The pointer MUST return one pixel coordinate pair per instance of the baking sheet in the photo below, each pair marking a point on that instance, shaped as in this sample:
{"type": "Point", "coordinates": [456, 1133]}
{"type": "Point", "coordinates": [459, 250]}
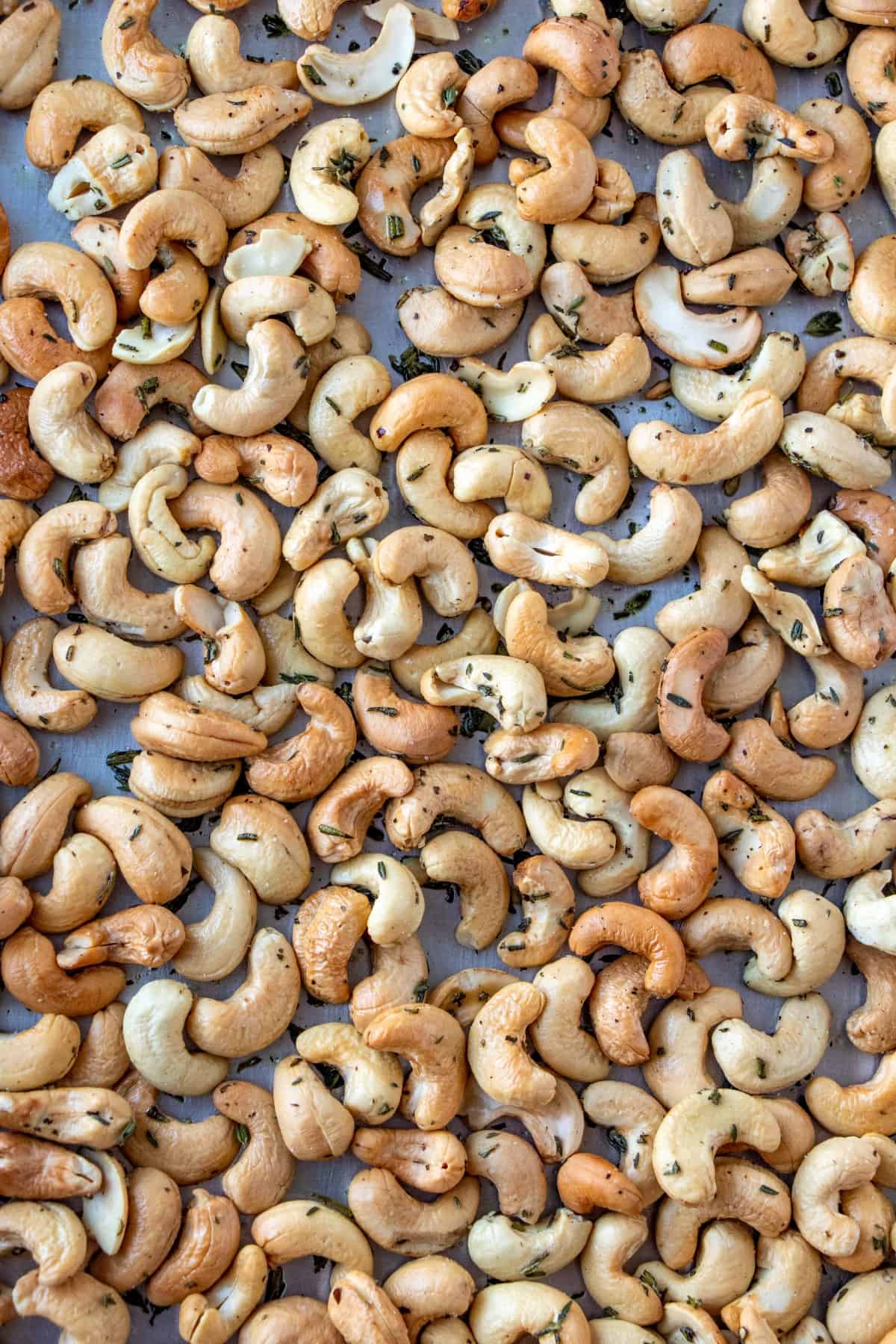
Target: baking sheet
{"type": "Point", "coordinates": [501, 33]}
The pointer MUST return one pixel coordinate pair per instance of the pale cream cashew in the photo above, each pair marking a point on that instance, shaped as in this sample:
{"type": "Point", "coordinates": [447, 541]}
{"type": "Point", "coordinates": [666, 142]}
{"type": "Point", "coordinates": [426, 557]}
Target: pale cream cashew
{"type": "Point", "coordinates": [548, 905]}
{"type": "Point", "coordinates": [215, 62]}
{"type": "Point", "coordinates": [361, 77]}
{"type": "Point", "coordinates": [433, 1160]}
{"type": "Point", "coordinates": [46, 547]}
{"type": "Point", "coordinates": [662, 546]}
{"type": "Point", "coordinates": [81, 1307]}
{"type": "Point", "coordinates": [773, 514]}
{"type": "Point", "coordinates": [695, 228]}
{"type": "Point", "coordinates": [109, 667]}
{"type": "Point", "coordinates": [817, 937]}
{"type": "Point", "coordinates": [474, 868]}
{"type": "Point", "coordinates": [632, 1117]}
{"type": "Point", "coordinates": [341, 394]}
{"type": "Point", "coordinates": [679, 1042]}
{"type": "Point", "coordinates": [721, 601]}
{"type": "Point", "coordinates": [822, 447]}
{"type": "Point", "coordinates": [373, 1078]}
{"type": "Point", "coordinates": [505, 1312]}
{"type": "Point", "coordinates": [778, 364]}
{"type": "Point", "coordinates": [638, 653]}
{"type": "Point", "coordinates": [153, 1036]}
{"type": "Point", "coordinates": [158, 538]}
{"type": "Point", "coordinates": [240, 199]}
{"type": "Point", "coordinates": [732, 922]}
{"type": "Point", "coordinates": [258, 1009]}
{"type": "Point", "coordinates": [788, 1278]}
{"type": "Point", "coordinates": [835, 850]}
{"type": "Point", "coordinates": [758, 1062]}
{"type": "Point", "coordinates": [435, 1085]}
{"type": "Point", "coordinates": [67, 437]}
{"type": "Point", "coordinates": [312, 1122]}
{"type": "Point", "coordinates": [422, 470]}
{"type": "Point", "coordinates": [272, 388]}
{"type": "Point", "coordinates": [26, 685]}
{"type": "Point", "coordinates": [615, 1239]}
{"type": "Point", "coordinates": [394, 1219]}
{"type": "Point", "coordinates": [702, 340]}
{"type": "Point", "coordinates": [497, 1048]}
{"type": "Point", "coordinates": [507, 1249]}
{"type": "Point", "coordinates": [264, 113]}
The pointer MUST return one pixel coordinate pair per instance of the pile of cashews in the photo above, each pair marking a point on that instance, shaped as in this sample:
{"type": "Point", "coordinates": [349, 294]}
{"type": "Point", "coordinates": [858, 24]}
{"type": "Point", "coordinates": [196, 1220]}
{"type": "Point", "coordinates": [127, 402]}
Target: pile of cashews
{"type": "Point", "coordinates": [586, 735]}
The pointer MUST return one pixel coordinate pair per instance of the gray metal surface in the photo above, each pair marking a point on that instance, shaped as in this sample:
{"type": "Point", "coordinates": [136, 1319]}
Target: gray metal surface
{"type": "Point", "coordinates": [23, 193]}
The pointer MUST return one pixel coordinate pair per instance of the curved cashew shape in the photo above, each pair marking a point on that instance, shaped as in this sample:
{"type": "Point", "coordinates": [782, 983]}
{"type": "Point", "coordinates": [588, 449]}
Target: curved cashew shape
{"type": "Point", "coordinates": [817, 937]}
{"type": "Point", "coordinates": [153, 1036]}
{"type": "Point", "coordinates": [435, 1045]}
{"type": "Point", "coordinates": [758, 1062]}
{"type": "Point", "coordinates": [508, 1310]}
{"type": "Point", "coordinates": [548, 903]}
{"type": "Point", "coordinates": [756, 843]}
{"type": "Point", "coordinates": [638, 930]}
{"type": "Point", "coordinates": [497, 1048]}
{"type": "Point", "coordinates": [682, 880]}
{"type": "Point", "coordinates": [679, 1042]}
{"type": "Point", "coordinates": [692, 1132]}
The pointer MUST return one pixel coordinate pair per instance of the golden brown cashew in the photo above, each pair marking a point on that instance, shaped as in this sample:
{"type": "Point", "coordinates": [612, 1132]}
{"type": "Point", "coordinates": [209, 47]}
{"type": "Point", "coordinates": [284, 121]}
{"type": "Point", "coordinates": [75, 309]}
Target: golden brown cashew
{"type": "Point", "coordinates": [618, 1001]}
{"type": "Point", "coordinates": [732, 922]}
{"type": "Point", "coordinates": [871, 1027]}
{"type": "Point", "coordinates": [414, 732]}
{"type": "Point", "coordinates": [682, 880]}
{"type": "Point", "coordinates": [430, 401]}
{"type": "Point", "coordinates": [327, 927]}
{"type": "Point", "coordinates": [207, 1242]}
{"type": "Point", "coordinates": [388, 183]}
{"type": "Point", "coordinates": [497, 1048]}
{"type": "Point", "coordinates": [82, 1307]}
{"type": "Point", "coordinates": [474, 868]}
{"type": "Point", "coordinates": [240, 199]}
{"type": "Point", "coordinates": [363, 1310]}
{"type": "Point", "coordinates": [339, 820]}
{"type": "Point", "coordinates": [153, 1219]}
{"type": "Point", "coordinates": [394, 1219]}
{"type": "Point", "coordinates": [640, 930]}
{"type": "Point", "coordinates": [768, 762]}
{"type": "Point", "coordinates": [497, 85]}
{"type": "Point", "coordinates": [743, 1192]}
{"type": "Point", "coordinates": [461, 792]}
{"type": "Point", "coordinates": [305, 765]}
{"type": "Point", "coordinates": [756, 843]}
{"type": "Point", "coordinates": [435, 1048]}
{"type": "Point", "coordinates": [31, 974]}
{"type": "Point", "coordinates": [682, 719]}
{"type": "Point", "coordinates": [432, 1160]}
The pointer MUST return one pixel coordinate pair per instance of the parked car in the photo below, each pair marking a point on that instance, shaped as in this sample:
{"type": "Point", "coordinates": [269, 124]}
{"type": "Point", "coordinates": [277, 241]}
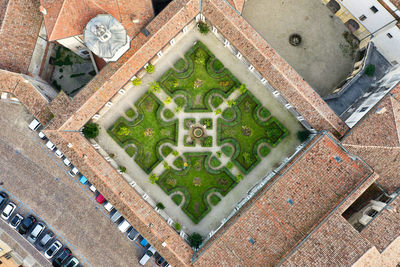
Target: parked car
{"type": "Point", "coordinates": [100, 199]}
{"type": "Point", "coordinates": [83, 180]}
{"type": "Point", "coordinates": [108, 207]}
{"type": "Point", "coordinates": [67, 162]}
{"type": "Point", "coordinates": [8, 210]}
{"type": "Point", "coordinates": [59, 154]}
{"type": "Point", "coordinates": [50, 145]}
{"type": "Point", "coordinates": [71, 262]}
{"type": "Point", "coordinates": [74, 171]}
{"type": "Point", "coordinates": [3, 199]}
{"type": "Point", "coordinates": [147, 255]}
{"type": "Point", "coordinates": [133, 234]}
{"type": "Point", "coordinates": [62, 257]}
{"type": "Point", "coordinates": [34, 125]}
{"type": "Point", "coordinates": [37, 230]}
{"type": "Point", "coordinates": [41, 135]}
{"type": "Point", "coordinates": [26, 224]}
{"type": "Point", "coordinates": [45, 239]}
{"type": "Point", "coordinates": [53, 249]}
{"type": "Point", "coordinates": [123, 226]}
{"type": "Point", "coordinates": [15, 221]}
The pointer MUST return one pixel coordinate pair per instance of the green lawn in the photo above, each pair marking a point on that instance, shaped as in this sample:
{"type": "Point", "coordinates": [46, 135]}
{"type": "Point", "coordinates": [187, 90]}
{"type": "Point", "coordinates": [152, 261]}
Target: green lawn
{"type": "Point", "coordinates": [196, 182]}
{"type": "Point", "coordinates": [147, 132]}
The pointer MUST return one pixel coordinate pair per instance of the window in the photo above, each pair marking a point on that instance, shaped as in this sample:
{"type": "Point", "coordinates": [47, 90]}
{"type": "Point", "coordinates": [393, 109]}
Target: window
{"type": "Point", "coordinates": [362, 17]}
{"type": "Point", "coordinates": [374, 9]}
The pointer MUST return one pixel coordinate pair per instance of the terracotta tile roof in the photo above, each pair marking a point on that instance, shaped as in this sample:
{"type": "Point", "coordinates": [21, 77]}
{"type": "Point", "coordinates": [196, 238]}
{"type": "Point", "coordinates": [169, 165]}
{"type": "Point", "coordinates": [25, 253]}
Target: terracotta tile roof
{"type": "Point", "coordinates": [15, 84]}
{"type": "Point", "coordinates": [18, 33]}
{"type": "Point", "coordinates": [66, 18]}
{"type": "Point", "coordinates": [376, 139]}
{"type": "Point", "coordinates": [126, 200]}
{"type": "Point", "coordinates": [287, 209]}
{"type": "Point", "coordinates": [273, 67]}
{"type": "Point", "coordinates": [335, 243]}
{"type": "Point", "coordinates": [385, 228]}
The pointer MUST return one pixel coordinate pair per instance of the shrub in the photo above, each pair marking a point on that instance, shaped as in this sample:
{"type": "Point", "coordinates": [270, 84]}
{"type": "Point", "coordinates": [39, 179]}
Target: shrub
{"type": "Point", "coordinates": [203, 27]}
{"type": "Point", "coordinates": [136, 82]}
{"type": "Point", "coordinates": [302, 135]}
{"type": "Point", "coordinates": [177, 199]}
{"type": "Point", "coordinates": [217, 65]}
{"type": "Point", "coordinates": [370, 70]}
{"type": "Point", "coordinates": [227, 150]}
{"type": "Point", "coordinates": [216, 101]}
{"type": "Point", "coordinates": [168, 114]}
{"type": "Point", "coordinates": [130, 113]}
{"type": "Point", "coordinates": [166, 150]}
{"type": "Point", "coordinates": [160, 206]}
{"type": "Point", "coordinates": [91, 130]}
{"type": "Point", "coordinates": [195, 240]}
{"type": "Point", "coordinates": [214, 199]}
{"type": "Point", "coordinates": [177, 226]}
{"type": "Point", "coordinates": [122, 168]}
{"type": "Point", "coordinates": [150, 68]}
{"type": "Point", "coordinates": [153, 178]}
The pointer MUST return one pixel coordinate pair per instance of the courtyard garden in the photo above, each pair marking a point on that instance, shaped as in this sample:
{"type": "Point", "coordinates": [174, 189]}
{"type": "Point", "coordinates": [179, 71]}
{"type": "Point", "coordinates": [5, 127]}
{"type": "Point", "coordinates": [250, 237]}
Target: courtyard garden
{"type": "Point", "coordinates": [197, 132]}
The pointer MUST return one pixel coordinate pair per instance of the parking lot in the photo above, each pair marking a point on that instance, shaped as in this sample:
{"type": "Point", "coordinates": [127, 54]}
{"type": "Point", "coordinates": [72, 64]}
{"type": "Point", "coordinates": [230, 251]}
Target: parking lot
{"type": "Point", "coordinates": [38, 181]}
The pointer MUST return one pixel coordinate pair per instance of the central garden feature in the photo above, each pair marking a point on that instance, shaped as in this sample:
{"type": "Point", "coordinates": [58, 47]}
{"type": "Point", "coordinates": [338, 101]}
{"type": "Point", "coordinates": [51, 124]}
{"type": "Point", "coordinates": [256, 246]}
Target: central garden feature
{"type": "Point", "coordinates": [197, 132]}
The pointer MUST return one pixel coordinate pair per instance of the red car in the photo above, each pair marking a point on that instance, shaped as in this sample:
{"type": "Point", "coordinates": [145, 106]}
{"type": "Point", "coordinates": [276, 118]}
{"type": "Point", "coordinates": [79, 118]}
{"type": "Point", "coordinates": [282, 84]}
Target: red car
{"type": "Point", "coordinates": [100, 199]}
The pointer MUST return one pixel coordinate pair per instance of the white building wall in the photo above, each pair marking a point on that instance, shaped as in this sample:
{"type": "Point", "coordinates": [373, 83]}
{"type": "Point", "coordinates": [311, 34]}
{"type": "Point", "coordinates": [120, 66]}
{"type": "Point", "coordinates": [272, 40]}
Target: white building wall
{"type": "Point", "coordinates": [373, 21]}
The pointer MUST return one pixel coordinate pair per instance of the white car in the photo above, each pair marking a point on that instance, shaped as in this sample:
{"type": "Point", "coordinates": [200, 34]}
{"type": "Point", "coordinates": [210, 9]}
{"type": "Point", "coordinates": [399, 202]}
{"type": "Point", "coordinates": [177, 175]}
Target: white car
{"type": "Point", "coordinates": [8, 210]}
{"type": "Point", "coordinates": [74, 171]}
{"type": "Point", "coordinates": [34, 125]}
{"type": "Point", "coordinates": [59, 154]}
{"type": "Point", "coordinates": [50, 145]}
{"type": "Point", "coordinates": [53, 249]}
{"type": "Point", "coordinates": [149, 253]}
{"type": "Point", "coordinates": [67, 162]}
{"type": "Point", "coordinates": [41, 135]}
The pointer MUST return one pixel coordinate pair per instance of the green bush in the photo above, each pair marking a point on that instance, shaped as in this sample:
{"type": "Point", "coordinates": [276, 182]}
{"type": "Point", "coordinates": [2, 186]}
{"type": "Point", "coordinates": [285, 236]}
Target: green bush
{"type": "Point", "coordinates": [150, 68]}
{"type": "Point", "coordinates": [302, 135]}
{"type": "Point", "coordinates": [160, 206]}
{"type": "Point", "coordinates": [131, 151]}
{"type": "Point", "coordinates": [203, 27]}
{"type": "Point", "coordinates": [370, 70]}
{"type": "Point", "coordinates": [168, 114]}
{"type": "Point", "coordinates": [216, 101]}
{"type": "Point", "coordinates": [227, 150]}
{"type": "Point", "coordinates": [166, 150]}
{"type": "Point", "coordinates": [91, 130]}
{"type": "Point", "coordinates": [130, 113]}
{"type": "Point", "coordinates": [177, 199]}
{"type": "Point", "coordinates": [217, 65]}
{"type": "Point", "coordinates": [214, 199]}
{"type": "Point", "coordinates": [195, 240]}
{"type": "Point", "coordinates": [215, 162]}
{"type": "Point", "coordinates": [264, 151]}
{"type": "Point", "coordinates": [137, 82]}
{"type": "Point", "coordinates": [228, 114]}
------------------------
Work to complete:
Filter the listing by the string "below"; copy each matching line.

Solution for this task:
The pointer MUST return one pixel coordinate pair per instance of the baking sheet in the photo below, each pair marking a point on that instance, shaped as in this sample:
The pointer MUST return one pixel coordinate pair per instance of the parked car in the photo below, each pair marking a point on that instance, shaped as in this sample:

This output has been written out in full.